[Start DATA LISTING]

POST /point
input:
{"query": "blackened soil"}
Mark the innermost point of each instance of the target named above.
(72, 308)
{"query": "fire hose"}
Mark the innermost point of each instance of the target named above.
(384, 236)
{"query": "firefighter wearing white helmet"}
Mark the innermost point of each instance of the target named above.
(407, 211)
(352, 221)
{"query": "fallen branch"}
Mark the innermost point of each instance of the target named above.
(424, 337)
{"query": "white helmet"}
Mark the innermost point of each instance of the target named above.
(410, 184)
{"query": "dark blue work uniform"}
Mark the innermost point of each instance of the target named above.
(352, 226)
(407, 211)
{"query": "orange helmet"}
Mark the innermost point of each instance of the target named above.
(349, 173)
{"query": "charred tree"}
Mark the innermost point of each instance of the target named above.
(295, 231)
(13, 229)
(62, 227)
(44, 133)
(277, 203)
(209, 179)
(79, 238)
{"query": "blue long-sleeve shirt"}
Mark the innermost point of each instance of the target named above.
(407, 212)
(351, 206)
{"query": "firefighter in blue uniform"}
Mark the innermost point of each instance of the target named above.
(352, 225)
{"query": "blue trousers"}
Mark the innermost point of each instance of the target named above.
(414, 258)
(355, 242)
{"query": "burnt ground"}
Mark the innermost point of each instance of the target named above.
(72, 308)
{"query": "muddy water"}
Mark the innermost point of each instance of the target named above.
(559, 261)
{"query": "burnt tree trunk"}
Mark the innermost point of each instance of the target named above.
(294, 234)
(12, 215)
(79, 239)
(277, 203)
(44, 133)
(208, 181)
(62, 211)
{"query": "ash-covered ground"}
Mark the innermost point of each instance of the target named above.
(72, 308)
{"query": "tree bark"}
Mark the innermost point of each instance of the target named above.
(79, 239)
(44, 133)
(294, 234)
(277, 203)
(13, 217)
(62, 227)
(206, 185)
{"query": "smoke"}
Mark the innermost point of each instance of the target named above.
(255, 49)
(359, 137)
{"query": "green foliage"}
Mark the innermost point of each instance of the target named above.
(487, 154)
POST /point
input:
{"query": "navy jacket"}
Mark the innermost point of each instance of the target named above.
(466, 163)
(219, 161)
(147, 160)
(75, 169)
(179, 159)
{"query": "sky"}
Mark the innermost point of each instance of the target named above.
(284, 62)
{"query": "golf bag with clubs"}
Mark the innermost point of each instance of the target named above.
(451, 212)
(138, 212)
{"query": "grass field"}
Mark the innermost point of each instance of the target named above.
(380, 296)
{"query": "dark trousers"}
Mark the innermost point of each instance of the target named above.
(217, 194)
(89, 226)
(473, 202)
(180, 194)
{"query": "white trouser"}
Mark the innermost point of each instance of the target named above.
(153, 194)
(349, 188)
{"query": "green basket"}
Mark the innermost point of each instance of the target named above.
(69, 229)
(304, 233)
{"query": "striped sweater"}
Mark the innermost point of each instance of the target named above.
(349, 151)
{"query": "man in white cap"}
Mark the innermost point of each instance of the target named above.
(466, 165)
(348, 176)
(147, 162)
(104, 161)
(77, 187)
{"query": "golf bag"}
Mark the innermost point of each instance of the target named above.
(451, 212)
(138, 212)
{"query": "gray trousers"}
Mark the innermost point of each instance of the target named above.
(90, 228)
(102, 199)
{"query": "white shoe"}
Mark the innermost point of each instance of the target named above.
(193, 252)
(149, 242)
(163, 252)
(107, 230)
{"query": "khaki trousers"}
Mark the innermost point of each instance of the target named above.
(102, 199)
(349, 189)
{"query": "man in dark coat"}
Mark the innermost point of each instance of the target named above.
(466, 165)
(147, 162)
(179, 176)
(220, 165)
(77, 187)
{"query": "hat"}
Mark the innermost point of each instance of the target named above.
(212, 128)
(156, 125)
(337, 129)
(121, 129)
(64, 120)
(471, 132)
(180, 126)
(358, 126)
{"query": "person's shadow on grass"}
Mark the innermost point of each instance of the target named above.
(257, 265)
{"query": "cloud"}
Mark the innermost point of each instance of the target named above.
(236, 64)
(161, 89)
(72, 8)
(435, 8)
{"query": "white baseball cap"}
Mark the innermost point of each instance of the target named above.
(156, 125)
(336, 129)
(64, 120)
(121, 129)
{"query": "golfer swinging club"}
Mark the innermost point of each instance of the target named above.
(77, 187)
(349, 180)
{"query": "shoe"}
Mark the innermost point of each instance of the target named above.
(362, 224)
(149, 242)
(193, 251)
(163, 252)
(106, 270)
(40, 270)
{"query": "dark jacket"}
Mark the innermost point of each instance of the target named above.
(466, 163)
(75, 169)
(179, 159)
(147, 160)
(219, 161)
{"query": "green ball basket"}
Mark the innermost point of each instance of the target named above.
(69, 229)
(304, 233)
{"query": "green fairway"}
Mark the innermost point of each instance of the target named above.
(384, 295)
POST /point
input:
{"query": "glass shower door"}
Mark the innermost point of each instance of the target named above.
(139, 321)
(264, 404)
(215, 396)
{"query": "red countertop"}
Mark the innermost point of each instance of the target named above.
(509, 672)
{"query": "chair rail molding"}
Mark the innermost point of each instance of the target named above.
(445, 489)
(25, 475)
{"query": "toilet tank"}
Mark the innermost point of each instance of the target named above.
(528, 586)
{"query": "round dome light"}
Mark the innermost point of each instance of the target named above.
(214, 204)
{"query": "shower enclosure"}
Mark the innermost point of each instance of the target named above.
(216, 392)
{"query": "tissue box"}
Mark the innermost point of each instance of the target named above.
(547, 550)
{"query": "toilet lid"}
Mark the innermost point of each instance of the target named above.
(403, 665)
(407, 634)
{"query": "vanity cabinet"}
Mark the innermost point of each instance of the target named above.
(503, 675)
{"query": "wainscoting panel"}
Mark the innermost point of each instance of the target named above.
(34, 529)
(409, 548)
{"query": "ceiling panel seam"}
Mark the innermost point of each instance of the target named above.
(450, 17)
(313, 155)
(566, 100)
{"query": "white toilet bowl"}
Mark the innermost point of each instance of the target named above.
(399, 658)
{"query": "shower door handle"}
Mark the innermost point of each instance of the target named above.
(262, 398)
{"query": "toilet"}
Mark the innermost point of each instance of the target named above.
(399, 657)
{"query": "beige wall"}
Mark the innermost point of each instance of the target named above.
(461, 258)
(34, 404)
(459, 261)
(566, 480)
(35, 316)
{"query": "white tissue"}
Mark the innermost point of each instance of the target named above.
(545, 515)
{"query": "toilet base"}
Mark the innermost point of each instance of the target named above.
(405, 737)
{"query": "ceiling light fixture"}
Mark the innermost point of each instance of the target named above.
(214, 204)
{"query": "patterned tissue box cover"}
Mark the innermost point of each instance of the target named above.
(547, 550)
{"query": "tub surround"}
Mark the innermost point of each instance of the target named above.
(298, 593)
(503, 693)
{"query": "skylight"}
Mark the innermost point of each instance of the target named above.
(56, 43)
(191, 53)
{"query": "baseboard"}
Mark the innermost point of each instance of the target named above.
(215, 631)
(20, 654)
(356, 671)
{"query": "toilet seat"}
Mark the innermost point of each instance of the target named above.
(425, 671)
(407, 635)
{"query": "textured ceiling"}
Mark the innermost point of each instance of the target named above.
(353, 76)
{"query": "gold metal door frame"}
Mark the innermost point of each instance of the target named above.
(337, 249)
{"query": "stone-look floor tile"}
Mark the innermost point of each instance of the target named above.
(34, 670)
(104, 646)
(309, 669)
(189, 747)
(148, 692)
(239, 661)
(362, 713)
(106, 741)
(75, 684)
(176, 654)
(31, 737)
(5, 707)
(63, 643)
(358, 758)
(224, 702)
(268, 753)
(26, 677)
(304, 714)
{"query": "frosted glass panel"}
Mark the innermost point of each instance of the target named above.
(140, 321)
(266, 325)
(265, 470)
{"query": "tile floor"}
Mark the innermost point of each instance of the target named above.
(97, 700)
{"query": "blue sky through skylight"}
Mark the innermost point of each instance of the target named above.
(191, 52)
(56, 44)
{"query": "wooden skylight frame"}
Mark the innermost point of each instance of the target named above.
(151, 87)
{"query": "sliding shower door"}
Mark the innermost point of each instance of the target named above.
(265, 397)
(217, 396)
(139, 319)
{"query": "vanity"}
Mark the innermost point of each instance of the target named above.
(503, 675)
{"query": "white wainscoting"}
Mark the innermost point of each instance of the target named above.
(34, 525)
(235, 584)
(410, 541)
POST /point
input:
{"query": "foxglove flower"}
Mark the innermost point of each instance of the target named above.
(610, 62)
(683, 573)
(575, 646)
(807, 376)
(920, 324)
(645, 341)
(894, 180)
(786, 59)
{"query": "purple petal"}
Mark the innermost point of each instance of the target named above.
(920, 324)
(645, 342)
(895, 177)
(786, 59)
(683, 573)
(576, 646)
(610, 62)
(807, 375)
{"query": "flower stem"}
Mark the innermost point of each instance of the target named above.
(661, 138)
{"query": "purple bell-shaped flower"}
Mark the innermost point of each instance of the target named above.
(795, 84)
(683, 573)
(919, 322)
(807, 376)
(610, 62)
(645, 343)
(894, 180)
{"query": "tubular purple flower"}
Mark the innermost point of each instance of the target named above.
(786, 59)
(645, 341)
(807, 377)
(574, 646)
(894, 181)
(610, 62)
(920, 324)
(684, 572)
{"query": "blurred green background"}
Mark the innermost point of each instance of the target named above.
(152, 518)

[End DATA LISTING]

__TASK__:
Copy out every line of the material above that contains the string "firefighter". Only matches with the same case count.

__WRITTEN SOLUTION__:
{"query": "firefighter wearing white helmet"}
{"query": "firefighter in blue uniform"}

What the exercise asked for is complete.